**DIRECTIONS FOR THIS TASK**
Set out the listing below as a numbered list, from its first line through the line containing "314 200 396 296", and skip any blank lines.

↓

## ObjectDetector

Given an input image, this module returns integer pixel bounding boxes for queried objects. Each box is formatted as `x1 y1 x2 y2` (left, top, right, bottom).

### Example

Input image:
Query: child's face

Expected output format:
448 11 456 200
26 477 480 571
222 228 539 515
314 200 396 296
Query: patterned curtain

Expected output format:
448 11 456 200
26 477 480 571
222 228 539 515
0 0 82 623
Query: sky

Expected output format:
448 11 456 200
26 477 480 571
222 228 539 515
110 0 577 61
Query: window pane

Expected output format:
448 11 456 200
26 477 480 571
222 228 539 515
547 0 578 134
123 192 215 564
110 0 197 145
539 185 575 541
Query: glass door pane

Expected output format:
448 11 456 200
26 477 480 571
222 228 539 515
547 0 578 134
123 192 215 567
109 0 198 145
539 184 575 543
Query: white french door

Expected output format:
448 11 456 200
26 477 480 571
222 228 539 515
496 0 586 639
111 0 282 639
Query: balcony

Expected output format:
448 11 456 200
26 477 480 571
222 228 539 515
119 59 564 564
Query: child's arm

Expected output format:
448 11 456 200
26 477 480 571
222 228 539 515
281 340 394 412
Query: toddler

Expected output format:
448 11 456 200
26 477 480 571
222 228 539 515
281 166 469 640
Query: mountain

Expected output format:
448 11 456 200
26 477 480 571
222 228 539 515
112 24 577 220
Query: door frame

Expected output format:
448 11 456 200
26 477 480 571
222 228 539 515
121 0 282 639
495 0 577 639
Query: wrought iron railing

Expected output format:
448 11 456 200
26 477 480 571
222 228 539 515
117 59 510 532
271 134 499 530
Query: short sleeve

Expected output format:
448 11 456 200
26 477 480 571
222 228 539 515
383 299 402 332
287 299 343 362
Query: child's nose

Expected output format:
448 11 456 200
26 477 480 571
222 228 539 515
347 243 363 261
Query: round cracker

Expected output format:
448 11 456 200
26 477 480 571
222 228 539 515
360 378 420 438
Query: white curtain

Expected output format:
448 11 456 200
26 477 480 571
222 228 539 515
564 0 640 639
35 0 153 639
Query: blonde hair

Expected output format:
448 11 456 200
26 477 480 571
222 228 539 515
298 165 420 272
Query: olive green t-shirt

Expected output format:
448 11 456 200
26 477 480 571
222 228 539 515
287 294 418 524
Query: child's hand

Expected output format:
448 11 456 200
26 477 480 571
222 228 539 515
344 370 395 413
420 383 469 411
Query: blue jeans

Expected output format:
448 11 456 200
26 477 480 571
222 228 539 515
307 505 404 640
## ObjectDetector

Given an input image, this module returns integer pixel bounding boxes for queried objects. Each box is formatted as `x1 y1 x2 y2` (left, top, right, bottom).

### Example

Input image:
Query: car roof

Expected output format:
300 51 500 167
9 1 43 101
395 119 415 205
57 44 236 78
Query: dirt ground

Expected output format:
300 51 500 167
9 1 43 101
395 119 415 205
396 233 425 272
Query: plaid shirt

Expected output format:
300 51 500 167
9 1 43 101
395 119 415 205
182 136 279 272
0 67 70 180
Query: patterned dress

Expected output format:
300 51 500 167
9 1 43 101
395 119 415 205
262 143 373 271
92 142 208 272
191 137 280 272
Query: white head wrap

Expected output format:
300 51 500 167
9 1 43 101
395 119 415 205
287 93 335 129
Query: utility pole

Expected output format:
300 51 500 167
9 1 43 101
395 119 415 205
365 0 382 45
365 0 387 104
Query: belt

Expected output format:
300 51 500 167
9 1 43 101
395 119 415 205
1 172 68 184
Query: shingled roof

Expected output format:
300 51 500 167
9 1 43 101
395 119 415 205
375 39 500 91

↑

**THE RESULT**
1. ## ObjectDetector
2. Given an input image, this module returns integer pixel bounding boxes for queried objects. Each box is formatted as `x1 y1 x2 y2` (left, top, right, bottom).
3. ### Example
4. Input image:
5. Query: child's face
6. Expected output format:
7. 448 11 456 200
8. 26 477 480 571
9. 222 228 539 515
10. 314 200 396 296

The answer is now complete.